━━━ Excerpted passage ━━━
Monday, August 6, 2007

Flashback: Back to the Daily Grind for One Day and, Guess What? Back in the Hospital Once More with the Last Rites. But Surviving to Fight Corporate Anonymity.


[Fifty years of politics written for my kids and grandchildren].

Dr. Jerry Bauer told me not to do it but I returned far more quickly than I wished because a Big (in his own estimation) Boss …unmoved by anything other than his own destiny in the corporation…insisted. His favorite movie was “Patton” and he tried to identify with the central character: “it’ll be your [scatological word for butt] if you screw up”—that kind of thing. In deference to him, let it be said that he promoted me to vice president in 1977, a goal I had always wanted. But just to keep me humble he would say, “I made you vice president and believe me I can bust you to corporal in a minute.” Gotcha.

No sooner did I get in the door than my secretary, Debbie, greeted me with the nine words that used to strike terror in the hearts of most (I exempted) who reported to him and who depended on a continuing Quaker Oats livelihood. Before I knew the phoniness of the Patton tirades, I was immune to the nine words but for others fear was perfectly justified. What were the nine words? Stay tuned.

Even so, the corporate culture is such that if your immediate boss tags you out no matter how you are regarded by say the CEO or the executive committee, it is de rigeur that he can get rid of you with no interference since to interfere with his prerogatives would be bad form. So if fired, you probably would get a phone call or consolation meeting with the chairman saying “sorry about that” but nothing would be done.
━━━
Your assignment
Copy the blog post from "No sooner did" to "would be done.", replacing "secretary" with "assistant". Nothing in the records is needed for this.
━━━ Provided information ━━━
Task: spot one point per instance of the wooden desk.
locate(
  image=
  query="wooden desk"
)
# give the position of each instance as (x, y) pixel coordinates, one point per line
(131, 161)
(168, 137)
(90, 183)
━━━
Exercise response
No sooner did I get in the door than my assistant, Debbie, greeted me with the nine words that used to strike terror in the hearts of most (I exempted) who reported to him and who depended on a continuing Quaker Oats livelihood. Before I knew the phoniness of the Patton tirades, I was immune to the nine words but for others fear was perfectly justified. What were the nine words? Stay tuned.

Even so, the corporate culture is such that if your immediate boss tags you out no matter how you are regarded by say the CEO or the executive committee, it is de rigeur that he can get rid of you with no interference since to interfere with his prerogatives would be bad form. So if fired, you probably would get a phone call or consolation meeting with the chairman saying “sorry about that” but nothing would be done.